_Challenge_: Please convert the items below, everything from the line containing "Can you find the building" down to the line containing "191], [256, 211]]", into a two-column CSV headed input and output. Give one row per item, with its text under input and its answer under output, each in a single quoted field with any line breaks replaced by spaces.

_Data to process_:
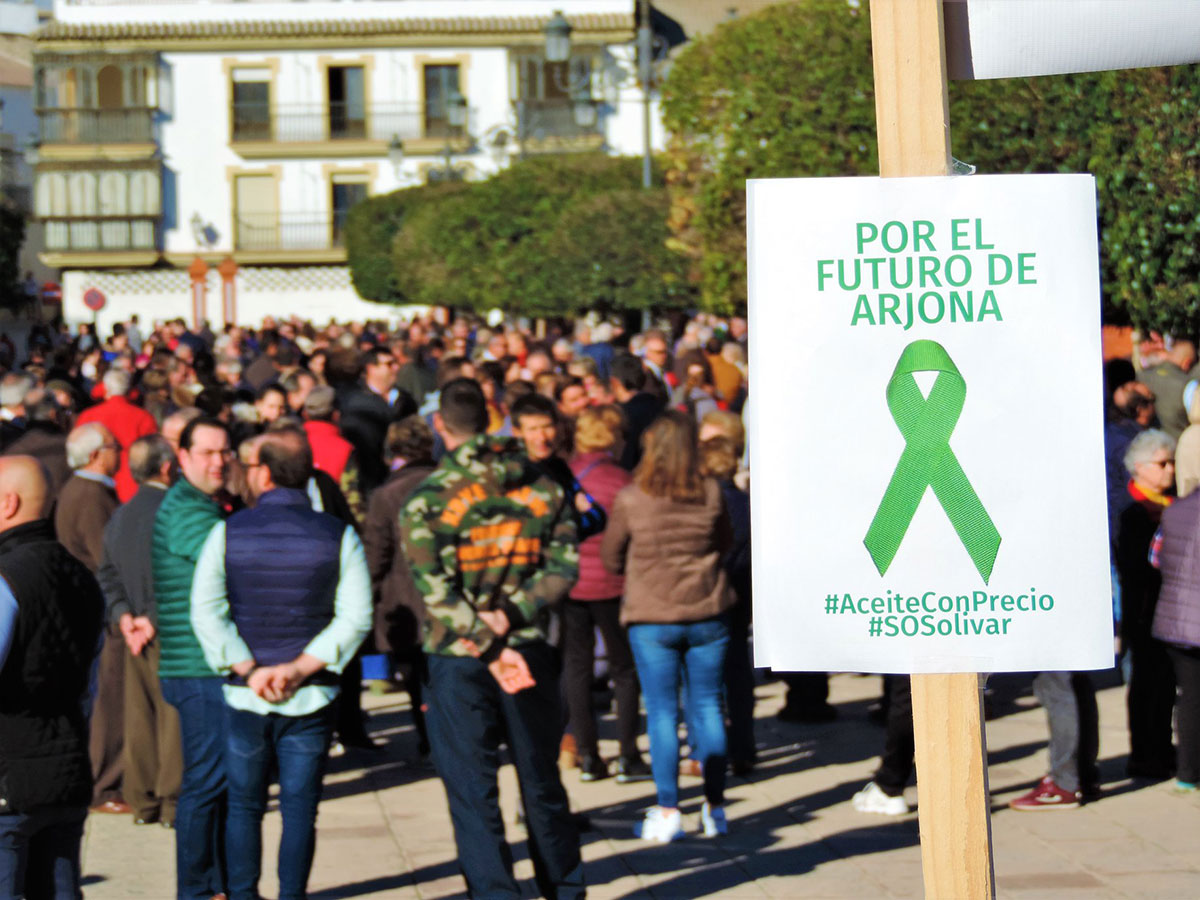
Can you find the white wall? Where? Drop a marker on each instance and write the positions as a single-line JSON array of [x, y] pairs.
[[317, 294], [196, 139], [119, 11]]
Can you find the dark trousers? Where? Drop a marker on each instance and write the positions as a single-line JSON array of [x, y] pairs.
[[581, 618], [201, 810], [899, 745], [299, 748], [739, 687], [807, 691], [40, 853], [106, 731], [411, 666], [154, 753], [469, 717], [1186, 661], [351, 723], [1151, 701]]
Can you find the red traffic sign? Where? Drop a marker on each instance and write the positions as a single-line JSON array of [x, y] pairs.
[[94, 299]]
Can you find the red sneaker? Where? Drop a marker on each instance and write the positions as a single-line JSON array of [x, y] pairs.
[[1047, 796]]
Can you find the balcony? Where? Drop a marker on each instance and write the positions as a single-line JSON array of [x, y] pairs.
[[550, 125], [286, 235], [100, 240], [333, 121], [95, 126], [336, 129]]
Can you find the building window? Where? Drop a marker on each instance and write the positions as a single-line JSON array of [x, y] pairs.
[[108, 88], [347, 102], [541, 82], [106, 209], [251, 105], [441, 83], [346, 191], [256, 211]]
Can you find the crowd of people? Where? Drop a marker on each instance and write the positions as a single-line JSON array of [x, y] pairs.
[[203, 535]]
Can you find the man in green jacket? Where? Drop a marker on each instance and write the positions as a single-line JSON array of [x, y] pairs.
[[492, 541], [187, 514]]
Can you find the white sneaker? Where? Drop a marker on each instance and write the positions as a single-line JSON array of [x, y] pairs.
[[660, 827], [873, 799], [712, 821]]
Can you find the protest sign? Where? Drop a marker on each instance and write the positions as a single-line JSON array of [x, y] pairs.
[[1011, 39], [929, 490]]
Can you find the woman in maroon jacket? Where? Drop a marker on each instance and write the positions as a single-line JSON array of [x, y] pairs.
[[595, 603], [667, 533]]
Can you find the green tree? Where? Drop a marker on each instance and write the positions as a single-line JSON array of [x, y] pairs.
[[546, 237], [371, 228], [789, 93]]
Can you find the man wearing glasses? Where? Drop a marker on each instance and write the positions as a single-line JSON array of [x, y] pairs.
[[85, 504], [367, 409], [185, 519]]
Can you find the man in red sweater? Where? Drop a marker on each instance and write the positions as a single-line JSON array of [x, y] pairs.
[[126, 423], [331, 453]]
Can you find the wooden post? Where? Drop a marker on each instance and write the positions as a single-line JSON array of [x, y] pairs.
[[912, 121], [198, 271], [228, 270]]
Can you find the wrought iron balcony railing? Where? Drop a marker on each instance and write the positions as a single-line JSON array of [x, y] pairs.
[[552, 119], [95, 126], [334, 121], [270, 232], [101, 233]]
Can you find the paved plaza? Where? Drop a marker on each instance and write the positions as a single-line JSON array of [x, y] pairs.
[[384, 831]]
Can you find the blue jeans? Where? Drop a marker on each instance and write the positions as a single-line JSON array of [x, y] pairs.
[[299, 747], [468, 718], [201, 811], [695, 653], [40, 853]]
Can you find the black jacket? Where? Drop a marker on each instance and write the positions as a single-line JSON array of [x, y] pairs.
[[43, 735], [641, 409], [365, 418], [126, 574]]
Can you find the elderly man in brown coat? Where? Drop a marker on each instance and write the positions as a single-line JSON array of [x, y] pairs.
[[400, 607], [85, 504]]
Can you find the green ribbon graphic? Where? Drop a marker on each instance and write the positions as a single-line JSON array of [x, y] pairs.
[[927, 424]]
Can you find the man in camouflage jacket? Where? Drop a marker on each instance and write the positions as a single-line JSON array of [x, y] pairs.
[[492, 543]]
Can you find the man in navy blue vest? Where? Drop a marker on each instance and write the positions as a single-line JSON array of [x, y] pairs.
[[281, 600]]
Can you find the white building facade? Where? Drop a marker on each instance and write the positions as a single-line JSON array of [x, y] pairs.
[[198, 160]]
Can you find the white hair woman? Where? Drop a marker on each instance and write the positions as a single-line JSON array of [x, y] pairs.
[[1150, 461]]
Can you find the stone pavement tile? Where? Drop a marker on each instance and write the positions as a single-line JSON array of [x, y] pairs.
[[844, 886], [1081, 825], [1060, 879], [124, 861], [1125, 856], [1167, 885], [1087, 893], [725, 879]]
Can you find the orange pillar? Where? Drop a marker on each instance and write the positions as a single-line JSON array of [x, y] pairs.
[[199, 273], [228, 270]]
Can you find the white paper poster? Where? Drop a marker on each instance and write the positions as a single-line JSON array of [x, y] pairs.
[[1007, 39], [927, 425]]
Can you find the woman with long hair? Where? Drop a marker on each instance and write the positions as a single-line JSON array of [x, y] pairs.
[[666, 533]]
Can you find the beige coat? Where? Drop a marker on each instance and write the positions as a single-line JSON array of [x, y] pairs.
[[671, 556]]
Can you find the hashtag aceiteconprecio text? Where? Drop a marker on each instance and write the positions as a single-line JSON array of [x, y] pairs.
[[937, 615]]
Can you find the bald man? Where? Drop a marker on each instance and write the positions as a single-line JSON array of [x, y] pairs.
[[52, 609], [1168, 379]]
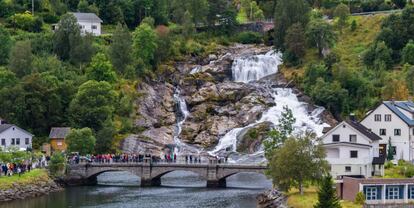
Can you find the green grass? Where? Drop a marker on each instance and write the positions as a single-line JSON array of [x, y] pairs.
[[310, 198], [32, 177]]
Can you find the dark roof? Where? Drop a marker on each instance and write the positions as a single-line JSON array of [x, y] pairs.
[[395, 107], [378, 160], [364, 130], [59, 132], [350, 143], [4, 127], [89, 17]]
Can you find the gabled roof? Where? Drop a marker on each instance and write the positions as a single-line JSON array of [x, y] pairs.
[[363, 130], [358, 127], [395, 107], [87, 17], [4, 127], [59, 132]]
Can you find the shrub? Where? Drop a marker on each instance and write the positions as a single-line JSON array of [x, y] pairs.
[[25, 21], [360, 198], [249, 38]]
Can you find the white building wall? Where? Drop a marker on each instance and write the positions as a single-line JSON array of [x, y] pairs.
[[14, 132], [402, 142], [86, 27]]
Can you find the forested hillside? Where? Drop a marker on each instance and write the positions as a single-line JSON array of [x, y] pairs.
[[62, 78]]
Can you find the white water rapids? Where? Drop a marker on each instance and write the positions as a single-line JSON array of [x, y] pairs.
[[247, 70], [254, 68]]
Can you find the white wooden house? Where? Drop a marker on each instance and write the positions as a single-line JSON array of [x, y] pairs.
[[393, 121], [353, 150], [13, 136]]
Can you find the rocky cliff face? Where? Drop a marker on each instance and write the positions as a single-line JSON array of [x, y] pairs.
[[215, 103]]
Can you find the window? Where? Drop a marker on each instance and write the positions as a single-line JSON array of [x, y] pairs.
[[352, 138], [354, 154], [335, 138], [411, 192], [393, 192], [371, 193], [377, 117], [397, 132], [387, 117]]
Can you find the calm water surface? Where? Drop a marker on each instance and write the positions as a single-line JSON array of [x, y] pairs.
[[179, 189]]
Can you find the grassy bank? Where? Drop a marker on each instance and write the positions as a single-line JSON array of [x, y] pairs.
[[31, 177], [309, 199]]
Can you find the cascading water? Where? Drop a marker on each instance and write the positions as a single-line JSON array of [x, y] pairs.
[[181, 117], [252, 69]]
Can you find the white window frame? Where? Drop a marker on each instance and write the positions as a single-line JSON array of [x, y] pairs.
[[387, 117], [371, 193], [393, 192], [377, 117]]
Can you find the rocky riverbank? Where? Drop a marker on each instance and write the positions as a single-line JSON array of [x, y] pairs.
[[32, 189], [271, 199]]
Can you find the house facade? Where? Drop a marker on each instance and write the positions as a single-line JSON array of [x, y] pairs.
[[89, 23], [13, 136], [352, 150], [393, 121], [57, 138], [378, 190]]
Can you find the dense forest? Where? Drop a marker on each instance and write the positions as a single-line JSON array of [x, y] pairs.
[[63, 78]]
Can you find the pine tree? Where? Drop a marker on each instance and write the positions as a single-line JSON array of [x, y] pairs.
[[326, 195]]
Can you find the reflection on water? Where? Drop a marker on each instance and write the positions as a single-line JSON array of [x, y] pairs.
[[179, 189]]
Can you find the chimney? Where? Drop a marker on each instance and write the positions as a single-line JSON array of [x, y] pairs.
[[352, 117]]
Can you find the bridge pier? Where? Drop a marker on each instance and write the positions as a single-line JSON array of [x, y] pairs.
[[221, 183], [148, 182]]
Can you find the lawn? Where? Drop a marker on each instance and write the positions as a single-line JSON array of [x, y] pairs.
[[309, 199], [32, 177]]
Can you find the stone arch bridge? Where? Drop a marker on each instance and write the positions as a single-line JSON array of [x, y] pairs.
[[150, 173]]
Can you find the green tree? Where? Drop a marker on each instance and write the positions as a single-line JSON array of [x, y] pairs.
[[408, 53], [188, 25], [5, 45], [320, 35], [342, 12], [144, 43], [287, 13], [104, 138], [81, 141], [66, 36], [296, 162], [327, 195], [92, 105], [295, 41], [101, 69], [409, 75], [21, 58], [120, 49], [278, 135]]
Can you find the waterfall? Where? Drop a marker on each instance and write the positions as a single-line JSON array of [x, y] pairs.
[[255, 67], [252, 69], [182, 115]]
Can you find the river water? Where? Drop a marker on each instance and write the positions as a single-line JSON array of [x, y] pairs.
[[179, 189]]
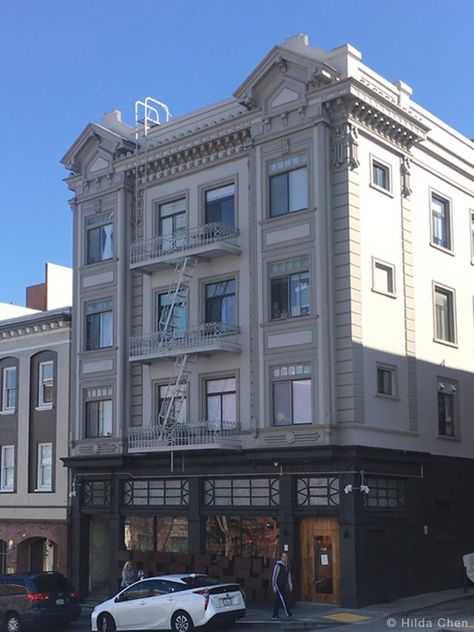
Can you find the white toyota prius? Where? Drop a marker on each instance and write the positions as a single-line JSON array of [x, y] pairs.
[[170, 602]]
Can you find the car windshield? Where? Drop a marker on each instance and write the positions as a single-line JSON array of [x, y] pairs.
[[51, 583], [198, 581]]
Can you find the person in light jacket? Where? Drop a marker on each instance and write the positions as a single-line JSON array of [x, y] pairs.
[[128, 576], [281, 579]]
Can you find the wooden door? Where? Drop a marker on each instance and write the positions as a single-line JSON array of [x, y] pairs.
[[320, 564]]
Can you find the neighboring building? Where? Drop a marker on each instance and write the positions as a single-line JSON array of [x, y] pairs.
[[273, 335], [34, 426]]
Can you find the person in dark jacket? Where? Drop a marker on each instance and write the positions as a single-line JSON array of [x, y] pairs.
[[281, 579]]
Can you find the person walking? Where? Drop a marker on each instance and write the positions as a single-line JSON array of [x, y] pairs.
[[128, 576], [281, 579]]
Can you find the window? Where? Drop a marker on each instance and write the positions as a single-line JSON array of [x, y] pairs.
[[46, 383], [381, 175], [220, 205], [444, 314], [169, 397], [177, 320], [221, 403], [440, 222], [7, 477], [288, 186], [9, 389], [446, 408], [289, 289], [172, 223], [291, 394], [98, 325], [100, 246], [220, 302], [383, 277], [386, 381], [45, 467]]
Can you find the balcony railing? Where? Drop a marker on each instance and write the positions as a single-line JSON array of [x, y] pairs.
[[205, 435], [211, 239], [201, 339]]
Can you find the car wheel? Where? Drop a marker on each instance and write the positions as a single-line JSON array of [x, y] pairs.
[[181, 622], [14, 623], [105, 623]]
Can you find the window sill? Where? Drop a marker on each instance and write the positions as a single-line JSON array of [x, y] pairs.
[[447, 343], [447, 251]]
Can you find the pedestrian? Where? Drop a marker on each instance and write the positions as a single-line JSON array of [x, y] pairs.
[[281, 579], [128, 576]]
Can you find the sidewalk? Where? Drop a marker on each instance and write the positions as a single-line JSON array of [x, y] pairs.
[[310, 616]]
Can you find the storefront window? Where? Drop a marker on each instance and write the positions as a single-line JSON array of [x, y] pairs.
[[242, 536], [163, 534]]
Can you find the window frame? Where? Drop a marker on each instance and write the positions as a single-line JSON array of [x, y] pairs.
[[448, 205], [376, 162], [3, 487], [41, 467], [286, 169], [9, 410], [41, 403], [451, 294], [392, 270]]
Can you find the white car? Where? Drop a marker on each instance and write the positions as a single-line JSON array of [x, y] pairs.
[[170, 602]]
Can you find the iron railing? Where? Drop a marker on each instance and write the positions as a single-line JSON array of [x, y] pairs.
[[183, 340], [205, 433], [145, 250]]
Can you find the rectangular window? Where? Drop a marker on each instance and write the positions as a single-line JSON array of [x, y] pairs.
[[446, 408], [98, 325], [220, 302], [289, 289], [386, 381], [220, 205], [381, 175], [291, 395], [288, 186], [7, 477], [100, 246], [171, 402], [444, 314], [221, 403], [9, 389], [440, 222], [45, 467], [46, 384]]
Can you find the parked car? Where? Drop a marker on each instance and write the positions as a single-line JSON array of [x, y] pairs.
[[33, 600], [170, 602]]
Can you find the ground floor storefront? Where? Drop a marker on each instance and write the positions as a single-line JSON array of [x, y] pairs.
[[30, 545], [360, 525]]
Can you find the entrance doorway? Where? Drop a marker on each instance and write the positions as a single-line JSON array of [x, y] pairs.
[[320, 565]]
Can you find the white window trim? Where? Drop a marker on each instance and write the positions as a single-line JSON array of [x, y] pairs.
[[394, 371], [388, 167], [441, 341], [390, 266], [11, 409], [449, 202], [3, 487], [41, 404], [43, 488]]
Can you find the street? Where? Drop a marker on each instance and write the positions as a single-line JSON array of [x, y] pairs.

_Full answer_:
input,output
"Can you find the building window? Where? Drop a marker on each instance and write the positions as a single-line JSON array of [x, y] pairs.","[[108, 88], [347, 102], [541, 82], [106, 209], [251, 105], [441, 83], [346, 191], [256, 211]]"